··· Excerpt to read ···
To use confirmatory factor analysis (CFA) to test the proposed factor structure of the Psychological Consequences Questionnaire (PCQ), a measure of the psychological impact of breast cancer screening. A further aim was to examine the robustness of the proposed factor structure across key demographic and clinical variables.

Method

Following visits to breast cancer screening clinics, women who received a false-positive diagnosis and a matched sample of women who had received all-clear diagnoses were sent a questionnaire package containing the PCQ and a demographics measure. A total of 220 women returned completed questionnaires. CFA was used to test the factor structure and multiple indicator–multiple cause (MIMIC) models were used to test the robustness of the factor structure across the test result group, age, and family history of breast cancer diagnosis.

Results

The CFA results suggested support for both a three- and a one-factor model; a one-factor model was preferred, however, due to the very high covariance between the three latent factors in the three-factor model. A CFA MIMIC model suggested that the test result impacted on the latent factor: women who initially received a false-positive diagnosis showed significantly higher levels of psychological dysfunction after screening.

Conclusions

The PCQ appears to be a promising tool for assessing psychological dysfunction after breast cancer screening; however, a one-factor model received more support than the initially proposed three-factor model. There was little evidence of differential item functioning across key demographic and clinical variables for the PCQ.
···
Copy the PCQ study summary starting at "The CFA results" and ending at "dysfunction after screening.", substituting "correlation" for "covariance".
··· The data ···
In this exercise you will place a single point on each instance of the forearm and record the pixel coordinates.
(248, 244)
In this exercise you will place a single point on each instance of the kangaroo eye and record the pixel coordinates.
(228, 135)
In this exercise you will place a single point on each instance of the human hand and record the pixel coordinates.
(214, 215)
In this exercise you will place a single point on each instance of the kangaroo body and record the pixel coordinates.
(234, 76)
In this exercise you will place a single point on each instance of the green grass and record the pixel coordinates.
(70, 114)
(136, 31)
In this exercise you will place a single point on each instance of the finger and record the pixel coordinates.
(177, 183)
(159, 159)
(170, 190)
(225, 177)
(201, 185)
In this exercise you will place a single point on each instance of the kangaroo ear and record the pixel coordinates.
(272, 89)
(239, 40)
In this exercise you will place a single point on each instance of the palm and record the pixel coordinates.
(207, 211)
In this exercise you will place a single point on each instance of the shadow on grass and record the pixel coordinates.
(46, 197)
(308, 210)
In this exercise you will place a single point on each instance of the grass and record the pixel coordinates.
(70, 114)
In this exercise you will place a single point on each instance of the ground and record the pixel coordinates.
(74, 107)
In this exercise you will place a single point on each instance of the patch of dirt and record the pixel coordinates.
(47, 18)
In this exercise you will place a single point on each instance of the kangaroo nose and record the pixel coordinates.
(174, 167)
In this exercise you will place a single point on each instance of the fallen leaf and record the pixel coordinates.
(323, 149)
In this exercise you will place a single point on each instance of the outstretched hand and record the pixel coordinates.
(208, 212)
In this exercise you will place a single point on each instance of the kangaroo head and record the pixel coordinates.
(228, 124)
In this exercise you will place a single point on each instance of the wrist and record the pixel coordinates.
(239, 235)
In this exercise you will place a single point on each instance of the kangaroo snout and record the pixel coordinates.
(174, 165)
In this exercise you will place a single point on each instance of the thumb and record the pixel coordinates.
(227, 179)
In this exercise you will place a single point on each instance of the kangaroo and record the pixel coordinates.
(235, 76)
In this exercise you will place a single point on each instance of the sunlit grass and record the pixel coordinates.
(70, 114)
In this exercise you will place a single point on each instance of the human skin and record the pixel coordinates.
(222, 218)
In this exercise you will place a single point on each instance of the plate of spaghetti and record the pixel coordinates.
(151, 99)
···
··· The data ···
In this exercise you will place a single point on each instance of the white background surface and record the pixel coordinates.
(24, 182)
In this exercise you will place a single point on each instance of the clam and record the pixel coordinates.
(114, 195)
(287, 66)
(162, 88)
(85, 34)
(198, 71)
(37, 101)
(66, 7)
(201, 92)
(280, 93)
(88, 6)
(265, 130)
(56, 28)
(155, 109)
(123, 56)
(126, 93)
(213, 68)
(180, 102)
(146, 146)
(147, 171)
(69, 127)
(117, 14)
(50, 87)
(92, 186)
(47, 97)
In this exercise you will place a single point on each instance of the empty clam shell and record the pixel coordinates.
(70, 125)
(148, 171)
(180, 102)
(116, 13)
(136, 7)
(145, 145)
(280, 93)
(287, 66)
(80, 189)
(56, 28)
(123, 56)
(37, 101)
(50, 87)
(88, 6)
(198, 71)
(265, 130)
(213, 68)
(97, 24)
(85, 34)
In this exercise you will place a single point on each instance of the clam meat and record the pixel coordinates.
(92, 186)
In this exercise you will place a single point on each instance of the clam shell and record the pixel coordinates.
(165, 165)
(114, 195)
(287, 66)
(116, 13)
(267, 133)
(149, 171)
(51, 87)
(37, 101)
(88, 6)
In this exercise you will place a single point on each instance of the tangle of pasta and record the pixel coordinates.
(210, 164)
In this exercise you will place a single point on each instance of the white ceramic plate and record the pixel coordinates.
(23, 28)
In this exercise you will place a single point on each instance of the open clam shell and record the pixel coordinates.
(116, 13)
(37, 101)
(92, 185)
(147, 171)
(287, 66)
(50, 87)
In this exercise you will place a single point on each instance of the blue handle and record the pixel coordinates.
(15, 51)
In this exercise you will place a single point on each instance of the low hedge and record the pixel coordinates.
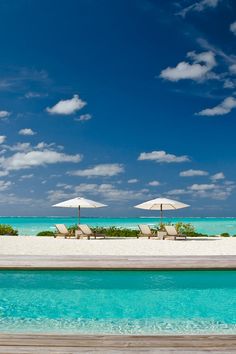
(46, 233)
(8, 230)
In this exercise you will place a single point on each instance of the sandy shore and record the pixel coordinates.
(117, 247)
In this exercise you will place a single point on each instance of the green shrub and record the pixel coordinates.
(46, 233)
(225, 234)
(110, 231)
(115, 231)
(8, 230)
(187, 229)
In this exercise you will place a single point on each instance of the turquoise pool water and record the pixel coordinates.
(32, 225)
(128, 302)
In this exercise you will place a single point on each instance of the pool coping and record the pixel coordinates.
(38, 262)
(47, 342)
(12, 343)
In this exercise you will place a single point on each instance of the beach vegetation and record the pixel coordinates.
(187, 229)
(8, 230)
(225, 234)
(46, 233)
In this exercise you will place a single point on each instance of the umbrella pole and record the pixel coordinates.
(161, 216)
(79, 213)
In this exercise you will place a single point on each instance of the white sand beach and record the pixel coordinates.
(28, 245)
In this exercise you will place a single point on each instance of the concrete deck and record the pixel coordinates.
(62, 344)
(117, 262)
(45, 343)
···
**Reply to the exercise**.
The CFA results suggested support for both a three- and a one-factor model; a one-factor model was preferred, however, due to the very high correlation between the three latent factors in the three-factor model. A CFA MIMIC model suggested that the test result impacted on the latent factor: women who initially received a false-positive diagnosis showed significantly higher levels of psychological dysfunction after screening.